*GIVEN REQUEST*: Please recast the data below as a Markdown table with the columns Number and Text, one numbered row per line, skipping blank lines and omitting the pictures.

*THE DATA*:
# # # # #

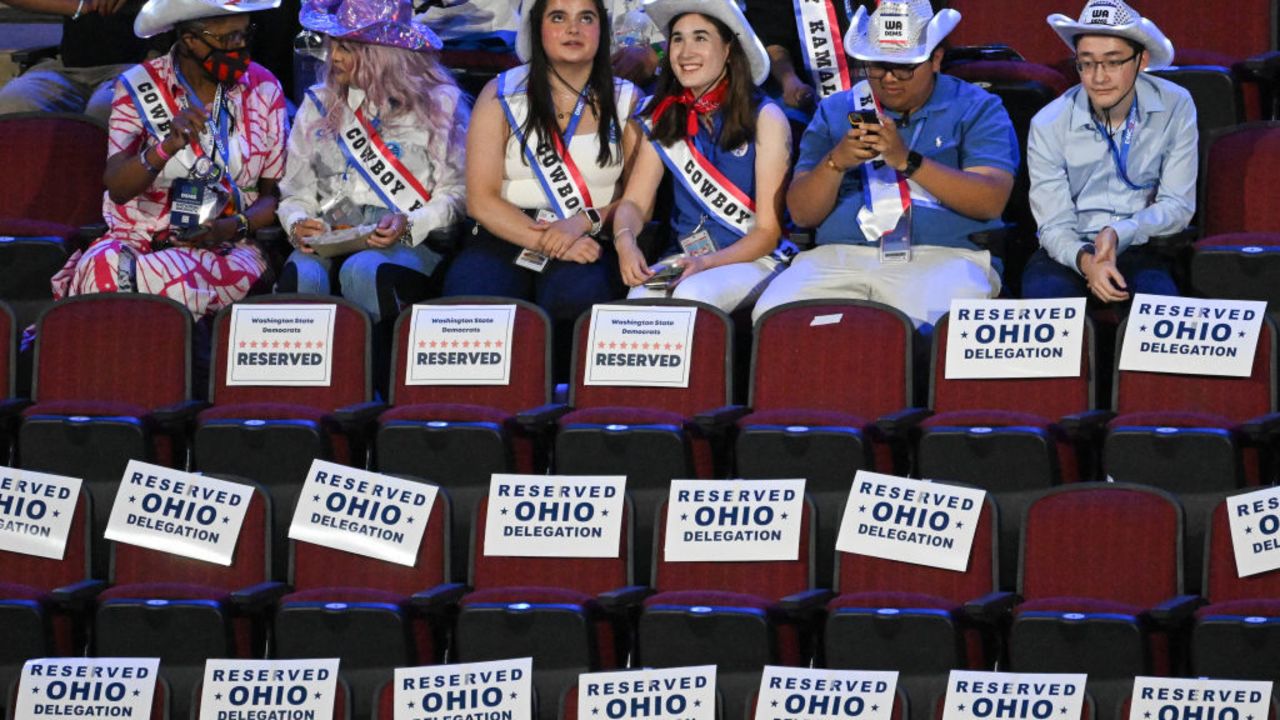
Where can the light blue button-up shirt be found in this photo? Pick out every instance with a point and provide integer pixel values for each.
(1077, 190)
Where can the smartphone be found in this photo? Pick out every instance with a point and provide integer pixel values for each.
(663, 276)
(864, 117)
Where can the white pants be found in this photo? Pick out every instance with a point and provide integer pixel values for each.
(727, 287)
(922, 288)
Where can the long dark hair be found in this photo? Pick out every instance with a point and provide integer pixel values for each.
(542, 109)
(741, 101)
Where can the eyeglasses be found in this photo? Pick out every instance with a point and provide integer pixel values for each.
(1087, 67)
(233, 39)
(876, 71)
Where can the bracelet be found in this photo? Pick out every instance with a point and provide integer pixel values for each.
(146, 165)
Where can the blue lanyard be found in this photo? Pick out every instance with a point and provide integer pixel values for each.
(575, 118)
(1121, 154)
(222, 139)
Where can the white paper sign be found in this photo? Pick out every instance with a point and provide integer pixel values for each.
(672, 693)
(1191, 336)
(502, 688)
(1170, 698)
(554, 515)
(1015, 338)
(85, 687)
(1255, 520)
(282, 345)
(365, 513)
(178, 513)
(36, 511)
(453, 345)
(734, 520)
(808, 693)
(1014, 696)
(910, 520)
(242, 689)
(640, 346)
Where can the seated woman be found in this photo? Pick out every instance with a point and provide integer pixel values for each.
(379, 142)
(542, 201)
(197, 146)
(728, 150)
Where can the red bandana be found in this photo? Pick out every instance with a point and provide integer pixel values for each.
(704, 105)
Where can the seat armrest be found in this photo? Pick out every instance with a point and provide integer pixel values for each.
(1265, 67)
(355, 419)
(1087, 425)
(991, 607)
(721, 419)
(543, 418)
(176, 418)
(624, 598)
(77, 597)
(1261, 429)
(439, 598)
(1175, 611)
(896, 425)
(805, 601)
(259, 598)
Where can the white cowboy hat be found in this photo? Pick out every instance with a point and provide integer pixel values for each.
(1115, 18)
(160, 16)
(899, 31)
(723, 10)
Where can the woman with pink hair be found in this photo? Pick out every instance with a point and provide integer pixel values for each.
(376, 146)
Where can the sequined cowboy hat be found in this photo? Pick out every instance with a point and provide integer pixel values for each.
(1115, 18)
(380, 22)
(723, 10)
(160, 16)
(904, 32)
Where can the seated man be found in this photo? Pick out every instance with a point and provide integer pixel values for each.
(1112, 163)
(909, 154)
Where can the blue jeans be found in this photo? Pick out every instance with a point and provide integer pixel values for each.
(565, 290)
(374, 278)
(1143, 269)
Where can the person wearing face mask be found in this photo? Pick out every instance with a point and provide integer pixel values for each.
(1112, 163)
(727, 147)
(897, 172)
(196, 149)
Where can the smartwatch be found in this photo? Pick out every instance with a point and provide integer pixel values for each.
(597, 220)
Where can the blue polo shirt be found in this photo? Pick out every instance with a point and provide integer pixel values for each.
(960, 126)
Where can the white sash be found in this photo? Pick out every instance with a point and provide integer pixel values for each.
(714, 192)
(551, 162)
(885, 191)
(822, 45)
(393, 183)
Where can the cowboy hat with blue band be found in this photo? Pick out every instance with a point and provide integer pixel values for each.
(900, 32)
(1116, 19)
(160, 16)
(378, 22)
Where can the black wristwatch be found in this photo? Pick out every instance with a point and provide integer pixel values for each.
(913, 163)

# # # # #

*TASK SOLUTION*:
| Number | Text |
|---|---|
| 1 | Where can the light blue button-up shirt be found in this photo? Pick out every instance with a point and provide integer pixel values for each. |
| 2 | (1077, 190) |
| 3 | Where can the smartphone be found in this photo? Pick out every instance with a point and provide integer pixel values for each. |
| 4 | (663, 276) |
| 5 | (864, 117) |
| 6 | Where can the white pants be found in this photo? Pick out every instance with a point and provide integer pixel values for each. |
| 7 | (727, 287) |
| 8 | (922, 288) |
| 9 | Where can the long dark hair be found in this photo? Pick out every instance with a point and provide integer pixel values for each. |
| 10 | (542, 109) |
| 11 | (741, 101) |
| 12 | Where can the eyeglasses be found in this photo? Pick out every instance with a point and provide integer pixel values for each. |
| 13 | (1087, 67) |
| 14 | (233, 39) |
| 15 | (876, 71) |
| 16 | Where can the bracelet be found in this photo? Pick out every instance with a point and provide integer pixel values for each. |
| 17 | (146, 165) |
| 18 | Where can the blue lanyard be found in this photo? Pick out every instance with a point and provide integer pixel values for each. |
| 19 | (575, 118) |
| 20 | (1121, 154) |
| 21 | (222, 139) |
| 22 | Where can the white paper sign be found in this photo? Pick out every instance with a point and provide integer pixel values for each. |
| 23 | (672, 693) |
| 24 | (1191, 336) |
| 25 | (502, 688) |
| 26 | (1170, 698) |
| 27 | (554, 515) |
| 28 | (1015, 338) |
| 29 | (85, 687) |
| 30 | (1255, 520) |
| 31 | (282, 345) |
| 32 | (365, 513) |
| 33 | (178, 513) |
| 34 | (36, 511) |
| 35 | (453, 345) |
| 36 | (734, 520) |
| 37 | (808, 693) |
| 38 | (1014, 696) |
| 39 | (910, 520) |
| 40 | (242, 689) |
| 41 | (640, 346) |
| 42 | Where can the seated woman be found in this photo? Pick out every instance with a point and provide integer pixel values for each. |
| 43 | (379, 142) |
| 44 | (542, 201) |
| 45 | (197, 146) |
| 46 | (728, 150) |
| 47 | Where can the red bandana be found in this photo? Pick out every instance with a point and provide integer pixel values for each. |
| 48 | (704, 105) |
| 49 | Where can the seat armrest be found in this photo? Pick out every instance with a point and provide integer pixel values for each. |
| 50 | (1265, 67) |
| 51 | (355, 419) |
| 52 | (1087, 425) |
| 53 | (991, 607) |
| 54 | (721, 419) |
| 55 | (543, 418) |
| 56 | (176, 418) |
| 57 | (624, 598) |
| 58 | (77, 597) |
| 59 | (1261, 429) |
| 60 | (439, 598) |
| 61 | (1175, 611) |
| 62 | (896, 425) |
| 63 | (805, 601) |
| 64 | (259, 598) |
| 65 | Where can the white cowboy hat be found in this photo? Pick out every instance with a point and provide integer pixel values for each. |
| 66 | (1115, 18) |
| 67 | (160, 16) |
| 68 | (899, 31) |
| 69 | (723, 10) |
| 70 | Where can the woman with pink hair be found in this photo? Pick out every instance with a point and provide integer pixel values for each. |
| 71 | (376, 146) |
| 72 | Where can the sequined cowboy hat be found in this photo? Pick out every instance with a point and provide integer pixel values for each. |
| 73 | (1115, 18) |
| 74 | (380, 22) |
| 75 | (723, 10) |
| 76 | (160, 16) |
| 77 | (904, 32) |
| 78 | Where can the seated man be found in this photo? Pick out every instance with a point and provide integer pixel values for each. |
| 79 | (1112, 163) |
| 80 | (909, 154) |
| 81 | Where can the blue jeans be found in this photo? Pick out every instance with a point and provide integer pixel values for each. |
| 82 | (565, 290) |
| 83 | (374, 278) |
| 84 | (1143, 269) |
| 85 | Where can the person wearing face mask be found in this photo? Pick out every instance with a point and provide integer pixel values for each. |
| 86 | (1112, 163) |
| 87 | (727, 147) |
| 88 | (897, 172) |
| 89 | (196, 149) |
| 90 | Where can the smartwatch be found in this photo? Pick out every instance with a point and provide integer pixel values for each. |
| 91 | (597, 220) |
| 92 | Where can the blue polo shirt be found in this photo? Pick out every instance with a point and provide integer pixel values for each. |
| 93 | (960, 126) |
| 94 | Where can the white sash be found in this photo? Pick out every instance with a point and provide integer pixel values for each. |
| 95 | (714, 192) |
| 96 | (551, 162) |
| 97 | (885, 191) |
| 98 | (822, 45) |
| 99 | (393, 183) |
| 100 | Where can the cowboy hat with blue band be found in this photo? Pick out every instance with a point and provide integer pixel values for each. |
| 101 | (900, 32) |
| 102 | (1116, 19) |
| 103 | (160, 16) |
| 104 | (378, 22) |
| 105 | Where can the black wristwatch be found in this photo? Pick out every instance with a point and provide integer pixel values for each. |
| 106 | (913, 163) |